● Given exercise
Give every entry again, word for word.

-=-=-=-=-

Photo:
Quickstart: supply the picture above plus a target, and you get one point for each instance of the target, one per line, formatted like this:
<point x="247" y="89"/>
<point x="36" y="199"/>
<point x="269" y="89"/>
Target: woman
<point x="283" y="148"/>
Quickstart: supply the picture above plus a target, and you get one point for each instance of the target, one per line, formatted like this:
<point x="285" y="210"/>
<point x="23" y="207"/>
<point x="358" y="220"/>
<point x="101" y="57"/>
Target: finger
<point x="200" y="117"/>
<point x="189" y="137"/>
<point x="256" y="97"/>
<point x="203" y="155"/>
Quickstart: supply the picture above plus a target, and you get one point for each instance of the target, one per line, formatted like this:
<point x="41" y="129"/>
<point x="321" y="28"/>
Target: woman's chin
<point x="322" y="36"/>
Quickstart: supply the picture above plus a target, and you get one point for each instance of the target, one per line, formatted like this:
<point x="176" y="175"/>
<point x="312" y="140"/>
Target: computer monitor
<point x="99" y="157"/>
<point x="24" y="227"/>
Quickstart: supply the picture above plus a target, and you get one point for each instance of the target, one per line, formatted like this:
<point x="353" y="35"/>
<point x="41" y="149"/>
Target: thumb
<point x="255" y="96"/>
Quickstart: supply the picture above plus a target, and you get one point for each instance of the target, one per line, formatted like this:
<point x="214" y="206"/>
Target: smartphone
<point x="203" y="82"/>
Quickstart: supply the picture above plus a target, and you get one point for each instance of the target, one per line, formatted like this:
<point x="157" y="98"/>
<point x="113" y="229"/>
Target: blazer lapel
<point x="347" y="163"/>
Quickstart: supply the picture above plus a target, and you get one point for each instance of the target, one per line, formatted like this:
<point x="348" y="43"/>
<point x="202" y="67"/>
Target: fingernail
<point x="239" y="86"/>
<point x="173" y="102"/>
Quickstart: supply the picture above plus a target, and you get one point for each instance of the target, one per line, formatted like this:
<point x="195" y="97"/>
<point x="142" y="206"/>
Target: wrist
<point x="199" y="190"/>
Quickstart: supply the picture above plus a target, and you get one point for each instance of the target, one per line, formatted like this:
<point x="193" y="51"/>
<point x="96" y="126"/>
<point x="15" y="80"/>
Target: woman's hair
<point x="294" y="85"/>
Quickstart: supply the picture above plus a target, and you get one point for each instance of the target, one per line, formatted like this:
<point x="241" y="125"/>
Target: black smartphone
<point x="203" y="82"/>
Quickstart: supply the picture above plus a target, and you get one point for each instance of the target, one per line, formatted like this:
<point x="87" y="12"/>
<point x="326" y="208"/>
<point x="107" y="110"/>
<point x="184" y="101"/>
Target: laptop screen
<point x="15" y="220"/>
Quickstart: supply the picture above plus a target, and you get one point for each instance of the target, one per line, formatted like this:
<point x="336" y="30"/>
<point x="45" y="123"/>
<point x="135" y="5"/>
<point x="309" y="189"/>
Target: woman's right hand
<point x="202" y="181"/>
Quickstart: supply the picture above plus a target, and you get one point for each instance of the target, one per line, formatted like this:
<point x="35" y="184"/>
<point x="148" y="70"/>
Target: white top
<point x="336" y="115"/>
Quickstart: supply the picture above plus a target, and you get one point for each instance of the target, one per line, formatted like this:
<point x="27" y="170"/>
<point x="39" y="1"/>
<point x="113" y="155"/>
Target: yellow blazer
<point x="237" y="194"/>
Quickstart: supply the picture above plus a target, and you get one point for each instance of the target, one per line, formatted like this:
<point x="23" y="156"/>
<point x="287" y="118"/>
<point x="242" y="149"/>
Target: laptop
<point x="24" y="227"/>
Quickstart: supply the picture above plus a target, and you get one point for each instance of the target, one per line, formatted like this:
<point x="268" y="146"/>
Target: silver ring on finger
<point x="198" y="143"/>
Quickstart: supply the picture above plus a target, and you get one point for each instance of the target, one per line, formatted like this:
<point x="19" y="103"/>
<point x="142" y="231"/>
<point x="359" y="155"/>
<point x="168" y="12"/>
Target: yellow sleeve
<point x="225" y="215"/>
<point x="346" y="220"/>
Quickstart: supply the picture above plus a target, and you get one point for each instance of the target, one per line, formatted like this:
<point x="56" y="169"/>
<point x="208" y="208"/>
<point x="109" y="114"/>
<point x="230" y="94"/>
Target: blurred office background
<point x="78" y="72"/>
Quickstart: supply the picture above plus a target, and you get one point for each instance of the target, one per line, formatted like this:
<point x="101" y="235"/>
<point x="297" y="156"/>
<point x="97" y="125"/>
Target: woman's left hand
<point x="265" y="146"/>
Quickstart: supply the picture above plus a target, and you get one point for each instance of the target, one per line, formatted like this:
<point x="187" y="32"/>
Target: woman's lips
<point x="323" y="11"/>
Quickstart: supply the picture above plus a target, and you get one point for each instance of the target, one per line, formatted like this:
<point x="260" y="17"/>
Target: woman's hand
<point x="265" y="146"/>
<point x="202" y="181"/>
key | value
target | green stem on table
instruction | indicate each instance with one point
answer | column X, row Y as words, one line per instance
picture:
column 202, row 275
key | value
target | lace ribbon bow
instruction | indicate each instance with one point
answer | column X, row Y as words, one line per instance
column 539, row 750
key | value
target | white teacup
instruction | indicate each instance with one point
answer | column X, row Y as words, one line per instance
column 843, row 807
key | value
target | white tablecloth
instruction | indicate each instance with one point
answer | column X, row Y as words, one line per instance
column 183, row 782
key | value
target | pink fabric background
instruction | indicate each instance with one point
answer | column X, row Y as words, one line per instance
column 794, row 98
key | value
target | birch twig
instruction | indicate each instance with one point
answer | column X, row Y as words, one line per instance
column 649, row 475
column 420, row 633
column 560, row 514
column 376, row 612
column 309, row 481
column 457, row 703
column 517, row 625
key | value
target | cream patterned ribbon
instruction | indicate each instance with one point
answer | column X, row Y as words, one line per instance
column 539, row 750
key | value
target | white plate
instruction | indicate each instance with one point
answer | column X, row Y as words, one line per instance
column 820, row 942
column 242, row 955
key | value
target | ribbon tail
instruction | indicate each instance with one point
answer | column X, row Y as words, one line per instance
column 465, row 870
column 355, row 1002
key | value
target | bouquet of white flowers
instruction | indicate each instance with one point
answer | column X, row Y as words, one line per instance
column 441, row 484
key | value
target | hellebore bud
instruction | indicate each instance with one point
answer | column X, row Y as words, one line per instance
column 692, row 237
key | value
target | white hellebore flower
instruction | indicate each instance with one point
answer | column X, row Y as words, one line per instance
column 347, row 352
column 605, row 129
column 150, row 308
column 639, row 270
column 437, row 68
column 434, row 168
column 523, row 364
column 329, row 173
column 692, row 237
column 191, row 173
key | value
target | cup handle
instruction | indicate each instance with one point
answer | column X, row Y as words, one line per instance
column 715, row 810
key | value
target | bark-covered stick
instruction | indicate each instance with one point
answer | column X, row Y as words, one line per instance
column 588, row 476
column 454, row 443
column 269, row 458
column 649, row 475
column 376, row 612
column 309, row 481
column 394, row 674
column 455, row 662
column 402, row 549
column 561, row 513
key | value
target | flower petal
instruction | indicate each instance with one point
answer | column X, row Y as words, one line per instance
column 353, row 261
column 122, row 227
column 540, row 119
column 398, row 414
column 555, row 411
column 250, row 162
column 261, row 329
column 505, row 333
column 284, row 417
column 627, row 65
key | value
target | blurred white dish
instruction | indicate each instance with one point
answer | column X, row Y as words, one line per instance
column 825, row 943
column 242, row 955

-=-=-=-=-

● Written solution
Photo:
Quickstart: supply the picture above plus a target, and you get one point for each instance of the target, one per line, formatted like this:
<point x="247" y="89"/>
<point x="36" y="199"/>
<point x="269" y="89"/>
Target: woman
<point x="283" y="148"/>
Quickstart: supply the picture above plus a target, and you get one point for each instance of the target, one per line, formatted like this:
<point x="285" y="210"/>
<point x="23" y="207"/>
<point x="358" y="220"/>
<point x="101" y="57"/>
Target: finger
<point x="200" y="117"/>
<point x="189" y="137"/>
<point x="256" y="97"/>
<point x="203" y="155"/>
Quickstart: supply the picture above plus a target, and you get one point for each instance of the target, one per line, formatted like this:
<point x="41" y="129"/>
<point x="321" y="28"/>
Target: woman's chin
<point x="322" y="36"/>
Quickstart: supply the picture above plus a target, and you get one point for each instance of the target, one per line, formatted like this:
<point x="176" y="175"/>
<point x="312" y="140"/>
Target: computer monitor
<point x="99" y="157"/>
<point x="24" y="227"/>
Quickstart: supply the picture above plus a target, and you get one point for each instance of the target, one per line, formatted like this:
<point x="353" y="35"/>
<point x="41" y="149"/>
Target: thumb
<point x="255" y="96"/>
Quickstart: supply the picture above plus a target, and you get one point for each instance of the target, one per line, formatted like this:
<point x="214" y="206"/>
Target: smartphone
<point x="203" y="82"/>
Quickstart: supply the picture above plus a target, and you get one point for each instance of the target, one per line, formatted like this:
<point x="157" y="98"/>
<point x="113" y="229"/>
Target: blazer lapel
<point x="347" y="163"/>
Quickstart: supply the picture above plus a target, and you get one point for each instance of the target, one per line, formatted like this:
<point x="348" y="43"/>
<point x="202" y="67"/>
Target: fingernail
<point x="239" y="86"/>
<point x="173" y="102"/>
Quickstart: supply the picture above plus a target, and you get one point for each instance of the target, one per line, formatted like this:
<point x="195" y="97"/>
<point x="142" y="206"/>
Target: wrist
<point x="199" y="190"/>
Quickstart: supply the picture above plus a target, and you get one point for each instance of the target, one per line, formatted like this:
<point x="193" y="51"/>
<point x="96" y="126"/>
<point x="15" y="80"/>
Target: woman's hair
<point x="294" y="85"/>
Quickstart: supply the picture above plus a target, and you get one point for each instance of the target, one per line, formatted like this:
<point x="241" y="125"/>
Target: black smartphone
<point x="203" y="82"/>
Quickstart: supply the picture above plus a target, and you get one point for each instance of the target, one per line, formatted like this:
<point x="87" y="12"/>
<point x="326" y="208"/>
<point x="107" y="110"/>
<point x="184" y="101"/>
Target: laptop screen
<point x="15" y="220"/>
Quickstart: supply the picture above plus a target, and you get one point for each instance of the target, one per line, formatted like this:
<point x="336" y="30"/>
<point x="45" y="123"/>
<point x="135" y="5"/>
<point x="309" y="189"/>
Target: woman's right hand
<point x="202" y="181"/>
Quickstart: supply the picture above plus a target, and you get one point for each instance of the target, one per line, formatted like this:
<point x="35" y="184"/>
<point x="148" y="70"/>
Target: white top
<point x="336" y="115"/>
Quickstart: supply the picture above plus a target, and you get one point for each instance of the target, one per line, formatted like this:
<point x="27" y="170"/>
<point x="39" y="1"/>
<point x="113" y="155"/>
Target: yellow blazer
<point x="237" y="194"/>
Quickstart: supply the picture above plus a target, and you get one point for each instance of the target, one per line, formatted like this:
<point x="23" y="156"/>
<point x="287" y="118"/>
<point x="242" y="149"/>
Target: laptop
<point x="24" y="227"/>
Quickstart: supply the picture above plus a target, and you get one point for each instance of the target, one per line, formatted like this:
<point x="268" y="146"/>
Target: silver ring on finger
<point x="198" y="143"/>
Quickstart: supply the picture above plus a target, and you get one point for each instance of the target, one per line, formatted like this:
<point x="19" y="103"/>
<point x="142" y="231"/>
<point x="359" y="155"/>
<point x="168" y="12"/>
Target: yellow sleeve
<point x="225" y="215"/>
<point x="346" y="220"/>
Quickstart: supply the picture above plus a target, and you get one point for each instance of the target, one per line, formatted like this:
<point x="56" y="169"/>
<point x="208" y="208"/>
<point x="109" y="114"/>
<point x="230" y="94"/>
Target: blurred office background
<point x="78" y="72"/>
Quickstart: supply the picture above plus a target, and you get one point for each instance of the target, one per line, formatted like this:
<point x="101" y="235"/>
<point x="297" y="156"/>
<point x="97" y="125"/>
Target: woman's left hand
<point x="265" y="146"/>
Quickstart: supply the picture above plus a target, and you get one point for each instance of the target, one per line, formatted like this:
<point x="187" y="32"/>
Target: woman's lips
<point x="323" y="11"/>
Quickstart: supply the picture above plus a target, and you get one point for each instance of the target, one per line, formatted like this:
<point x="260" y="17"/>
Target: woman's hand
<point x="265" y="146"/>
<point x="202" y="181"/>
key | value
target | green stem on table
instruction | indicate each instance with one point
answer | column X, row Y as words, one line per instance
picture:
column 202, row 275
key | value
target | lace ribbon bow
instruction | indicate each instance with one point
answer | column X, row Y as words, one line per instance
column 539, row 750
key | value
target | white teacup
instruction | indicate each instance with one point
answer | column X, row Y as words, one line per instance
column 843, row 807
key | value
target | white tablecloth
instruction | indicate each instance with one point
answer | column X, row Y as words, one line per instance
column 183, row 782
key | value
target | pink fabric background
instruction | indicate each instance with one point
answer | column X, row Y as words, one line per instance
column 794, row 98
key | value
target | birch twig
instruction | indicate each instance with one point
answer | column X, row Y as words, one line per instance
column 649, row 475
column 420, row 633
column 560, row 514
column 376, row 612
column 309, row 481
column 457, row 703
column 517, row 625
key | value
target | cream patterned ribbon
instruction | indicate each instance with one point
answer | column X, row Y as words, one line per instance
column 539, row 750
key | value
target | white plate
instruction | indicate each instance with one point
answer | column X, row Y as words, one line per instance
column 820, row 942
column 242, row 955
key | value
target | ribbon tail
instruction | indicate each instance with one point
answer | column X, row Y as words, one line per instance
column 465, row 870
column 355, row 1002
key | value
target | bouquet of white flowers
instruction | indicate each instance with one point
answer | column X, row Y as words, one line per instance
column 441, row 484
key | value
target | hellebore bud
instruction | indicate each instance with one point
answer | column X, row Y as words, one line per instance
column 692, row 237
key | value
target | white hellebore flower
instruction | indicate each instance with one point
answer | column X, row Y as words, one line per instance
column 347, row 352
column 605, row 129
column 150, row 308
column 639, row 270
column 437, row 68
column 434, row 168
column 523, row 364
column 329, row 173
column 692, row 237
column 191, row 173
key | value
target | cup handle
instruction | indicate each instance with one point
answer | column X, row Y as words, one line per instance
column 715, row 810
key | value
target | bark-covered stick
instruction | indicate each instance with one point
answer | column X, row Y as words, one line per instance
column 588, row 476
column 454, row 443
column 269, row 458
column 649, row 475
column 376, row 612
column 309, row 481
column 394, row 674
column 455, row 662
column 402, row 549
column 561, row 513
key | value
target | flower petal
instruction | indicate each instance with one point
answer | column X, row Y as words, one line per instance
column 353, row 261
column 122, row 227
column 540, row 119
column 398, row 414
column 555, row 411
column 250, row 162
column 261, row 329
column 505, row 333
column 284, row 417
column 627, row 65
key | value
target | blurred white dish
instruction | indicate each instance with one point
answer | column X, row Y as words, one line per instance
column 825, row 943
column 242, row 955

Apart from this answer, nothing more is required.